- Information given
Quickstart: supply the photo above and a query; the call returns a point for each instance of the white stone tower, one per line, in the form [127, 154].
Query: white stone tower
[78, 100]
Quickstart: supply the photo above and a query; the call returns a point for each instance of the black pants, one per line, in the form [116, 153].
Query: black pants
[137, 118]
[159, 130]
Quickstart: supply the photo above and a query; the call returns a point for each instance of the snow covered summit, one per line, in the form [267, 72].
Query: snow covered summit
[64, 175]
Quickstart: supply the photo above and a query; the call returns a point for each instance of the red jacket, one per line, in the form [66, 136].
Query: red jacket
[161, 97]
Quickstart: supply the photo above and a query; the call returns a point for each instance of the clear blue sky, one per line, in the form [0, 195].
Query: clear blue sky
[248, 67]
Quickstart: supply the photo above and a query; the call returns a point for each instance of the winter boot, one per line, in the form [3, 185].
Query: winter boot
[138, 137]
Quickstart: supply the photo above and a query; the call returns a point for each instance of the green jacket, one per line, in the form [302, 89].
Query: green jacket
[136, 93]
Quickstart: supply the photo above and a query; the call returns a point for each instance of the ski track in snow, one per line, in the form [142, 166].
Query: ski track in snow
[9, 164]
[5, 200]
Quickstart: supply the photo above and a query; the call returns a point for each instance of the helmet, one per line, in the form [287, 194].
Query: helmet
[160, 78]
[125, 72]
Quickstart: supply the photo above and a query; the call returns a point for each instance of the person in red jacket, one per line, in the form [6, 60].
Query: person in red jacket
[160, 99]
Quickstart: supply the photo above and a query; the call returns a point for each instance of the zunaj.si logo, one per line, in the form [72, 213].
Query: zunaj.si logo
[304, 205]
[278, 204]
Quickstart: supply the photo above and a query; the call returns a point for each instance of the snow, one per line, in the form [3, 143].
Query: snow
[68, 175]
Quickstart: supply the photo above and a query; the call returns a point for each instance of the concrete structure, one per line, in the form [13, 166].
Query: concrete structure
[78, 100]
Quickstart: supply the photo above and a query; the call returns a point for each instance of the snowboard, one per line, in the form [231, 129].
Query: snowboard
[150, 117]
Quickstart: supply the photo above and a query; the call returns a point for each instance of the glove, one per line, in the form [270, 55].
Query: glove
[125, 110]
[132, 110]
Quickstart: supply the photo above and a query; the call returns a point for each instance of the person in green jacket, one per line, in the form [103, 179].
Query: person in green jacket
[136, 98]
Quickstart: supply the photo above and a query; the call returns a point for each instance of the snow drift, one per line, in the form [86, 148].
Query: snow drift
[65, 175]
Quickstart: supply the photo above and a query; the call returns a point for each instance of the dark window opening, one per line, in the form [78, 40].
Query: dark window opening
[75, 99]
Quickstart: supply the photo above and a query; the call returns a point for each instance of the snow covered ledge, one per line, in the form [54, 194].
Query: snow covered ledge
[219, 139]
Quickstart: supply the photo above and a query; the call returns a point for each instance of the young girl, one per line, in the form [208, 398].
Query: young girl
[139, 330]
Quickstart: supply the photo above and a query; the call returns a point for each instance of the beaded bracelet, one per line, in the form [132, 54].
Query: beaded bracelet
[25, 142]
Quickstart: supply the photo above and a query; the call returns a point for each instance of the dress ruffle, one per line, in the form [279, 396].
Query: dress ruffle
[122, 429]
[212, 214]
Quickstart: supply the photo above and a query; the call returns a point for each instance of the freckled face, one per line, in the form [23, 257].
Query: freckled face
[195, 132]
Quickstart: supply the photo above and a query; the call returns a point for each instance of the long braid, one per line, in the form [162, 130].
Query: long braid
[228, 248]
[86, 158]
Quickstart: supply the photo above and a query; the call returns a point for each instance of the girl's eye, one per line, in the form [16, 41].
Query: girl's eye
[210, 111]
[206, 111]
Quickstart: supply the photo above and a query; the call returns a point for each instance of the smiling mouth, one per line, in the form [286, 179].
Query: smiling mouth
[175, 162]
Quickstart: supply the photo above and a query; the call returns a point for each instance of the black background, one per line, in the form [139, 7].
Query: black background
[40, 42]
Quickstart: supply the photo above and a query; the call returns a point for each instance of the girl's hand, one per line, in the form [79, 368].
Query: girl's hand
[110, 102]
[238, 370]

- What this task involves
Copy the records above exactly, from the first line through the line containing "form [116, 153].", and include nothing else.

- Exercise output
Quickstart: supply the photo above and a query; the call returns a point for each instance of the white stone tower, one per line, in the form [127, 154].
Query: white stone tower
[78, 100]
Quickstart: supply the photo above and a query; the call returns a point for each instance of the black pants, one per line, in the form [116, 153].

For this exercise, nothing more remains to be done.